◆ **WHAT YOU SHOULD DO**: Repeat the data word for word. Do not include the pictures.

◆ **RECORDS SUPPLIED**:
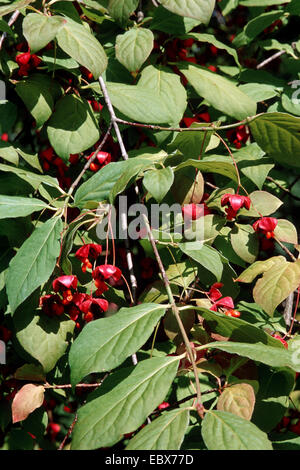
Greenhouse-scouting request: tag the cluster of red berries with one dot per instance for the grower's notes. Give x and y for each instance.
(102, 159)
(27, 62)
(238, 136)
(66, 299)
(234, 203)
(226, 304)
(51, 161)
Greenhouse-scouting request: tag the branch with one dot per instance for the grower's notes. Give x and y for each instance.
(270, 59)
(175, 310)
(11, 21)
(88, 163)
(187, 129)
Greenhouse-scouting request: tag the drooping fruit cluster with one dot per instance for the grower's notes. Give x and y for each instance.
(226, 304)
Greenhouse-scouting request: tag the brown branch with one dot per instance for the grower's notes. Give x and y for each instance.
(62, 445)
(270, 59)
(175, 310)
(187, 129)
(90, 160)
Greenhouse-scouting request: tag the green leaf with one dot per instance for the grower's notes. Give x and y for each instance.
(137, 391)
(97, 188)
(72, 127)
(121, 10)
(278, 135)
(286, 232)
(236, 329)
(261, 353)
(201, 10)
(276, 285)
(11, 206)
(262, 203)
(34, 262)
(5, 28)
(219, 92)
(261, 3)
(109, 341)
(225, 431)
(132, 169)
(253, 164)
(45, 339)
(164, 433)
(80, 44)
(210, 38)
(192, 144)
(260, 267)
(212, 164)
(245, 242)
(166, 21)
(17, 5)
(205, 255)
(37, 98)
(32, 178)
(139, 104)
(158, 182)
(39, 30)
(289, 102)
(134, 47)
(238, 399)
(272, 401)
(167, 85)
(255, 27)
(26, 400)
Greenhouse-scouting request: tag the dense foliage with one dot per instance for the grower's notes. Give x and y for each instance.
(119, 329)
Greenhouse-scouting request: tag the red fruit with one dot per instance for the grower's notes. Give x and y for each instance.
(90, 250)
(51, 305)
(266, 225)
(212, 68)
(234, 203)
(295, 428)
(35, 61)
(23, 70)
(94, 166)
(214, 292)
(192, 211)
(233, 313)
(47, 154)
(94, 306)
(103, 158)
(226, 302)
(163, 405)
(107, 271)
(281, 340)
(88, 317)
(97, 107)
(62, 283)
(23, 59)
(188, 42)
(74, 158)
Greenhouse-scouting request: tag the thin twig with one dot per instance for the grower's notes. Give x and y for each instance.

◆ **FINISHED EXERCISE**:
Greenhouse-scouting request: tag the cluster of red berries with one dot per instance for the grower's notes. Give x and y for each instance.
(102, 159)
(27, 62)
(238, 136)
(66, 299)
(234, 203)
(226, 304)
(51, 161)
Greenhouse-scouting request: tag the branch with one dot per instance for the grower's notes. Give x and y for each instance.
(270, 59)
(175, 310)
(11, 21)
(88, 163)
(187, 129)
Greenhouse-scouting request: tag the drooping fruit cluster with one dot per instance for the grower's notes. Give x and y for each instance.
(226, 304)
Greenhouse-scouting request: tag the brown branch with one dot per instance for the grower's notes. Give x and y for each instance.
(62, 445)
(270, 59)
(175, 310)
(187, 129)
(90, 160)
Greenhouse-scouting request: tag the green leaf with one dot per instance for the grower's notes. Give x and y for each instance.
(137, 391)
(97, 188)
(72, 127)
(121, 10)
(278, 135)
(286, 232)
(236, 329)
(261, 353)
(201, 10)
(276, 285)
(11, 206)
(262, 203)
(34, 262)
(5, 28)
(219, 92)
(261, 3)
(109, 341)
(225, 431)
(132, 169)
(253, 164)
(45, 339)
(164, 433)
(80, 44)
(210, 38)
(192, 144)
(260, 267)
(212, 164)
(245, 242)
(166, 21)
(17, 5)
(205, 255)
(37, 98)
(32, 178)
(139, 104)
(158, 182)
(39, 30)
(289, 102)
(134, 47)
(238, 399)
(272, 401)
(167, 85)
(255, 27)
(26, 400)
Greenhouse-scouting request: tag the dense foliage with one dot per instance for the grower's notes. Give x and y for each instance.
(119, 329)
Greenhouse-scouting request: tag the red fruit with one dot per instance for the grower's notes. Give x and y for each instance.
(90, 250)
(51, 305)
(266, 225)
(212, 68)
(234, 203)
(295, 428)
(35, 61)
(23, 70)
(94, 166)
(214, 292)
(192, 211)
(233, 313)
(47, 154)
(94, 306)
(103, 158)
(226, 302)
(163, 405)
(107, 271)
(281, 340)
(88, 317)
(97, 107)
(62, 283)
(23, 59)
(188, 42)
(74, 158)
Greenhouse-scouting request: tag the thin twig with one dot per instance for the grower's notes. Give x and y for each instance.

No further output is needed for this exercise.